• _Your instructions_
Go through the listing below and copy out every line that contains the string "camera". Case counts, so a line with the string in different capitals does not match.

--- --- ---

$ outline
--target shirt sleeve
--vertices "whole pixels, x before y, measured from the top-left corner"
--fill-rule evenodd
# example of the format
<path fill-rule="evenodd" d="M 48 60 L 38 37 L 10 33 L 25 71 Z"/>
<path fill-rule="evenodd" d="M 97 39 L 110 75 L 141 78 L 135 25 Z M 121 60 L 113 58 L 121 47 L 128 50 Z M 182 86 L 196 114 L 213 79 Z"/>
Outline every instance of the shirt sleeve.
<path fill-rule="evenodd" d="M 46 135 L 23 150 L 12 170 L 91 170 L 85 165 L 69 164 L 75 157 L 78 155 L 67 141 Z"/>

--- --- ---

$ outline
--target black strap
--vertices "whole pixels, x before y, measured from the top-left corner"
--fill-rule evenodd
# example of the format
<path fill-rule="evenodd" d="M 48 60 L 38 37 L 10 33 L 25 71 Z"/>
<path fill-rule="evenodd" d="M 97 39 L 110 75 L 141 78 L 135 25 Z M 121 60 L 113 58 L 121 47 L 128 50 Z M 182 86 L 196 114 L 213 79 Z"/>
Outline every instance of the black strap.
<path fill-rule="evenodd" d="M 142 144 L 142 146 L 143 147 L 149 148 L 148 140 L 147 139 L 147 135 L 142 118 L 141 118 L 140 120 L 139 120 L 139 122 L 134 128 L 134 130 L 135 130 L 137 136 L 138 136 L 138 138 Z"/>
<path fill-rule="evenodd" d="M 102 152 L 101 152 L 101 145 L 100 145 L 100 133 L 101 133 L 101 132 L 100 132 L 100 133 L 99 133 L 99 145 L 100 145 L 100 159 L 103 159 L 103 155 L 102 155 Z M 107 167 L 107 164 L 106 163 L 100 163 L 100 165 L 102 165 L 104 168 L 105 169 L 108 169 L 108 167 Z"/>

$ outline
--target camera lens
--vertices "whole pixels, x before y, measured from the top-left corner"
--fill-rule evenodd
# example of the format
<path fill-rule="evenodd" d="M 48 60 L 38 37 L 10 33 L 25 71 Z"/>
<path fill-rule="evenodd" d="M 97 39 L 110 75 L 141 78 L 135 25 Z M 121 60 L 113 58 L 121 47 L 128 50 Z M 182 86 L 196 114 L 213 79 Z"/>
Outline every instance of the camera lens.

--- --- ---

• _Written solution_
--target camera lens
Outline every instance of the camera lens.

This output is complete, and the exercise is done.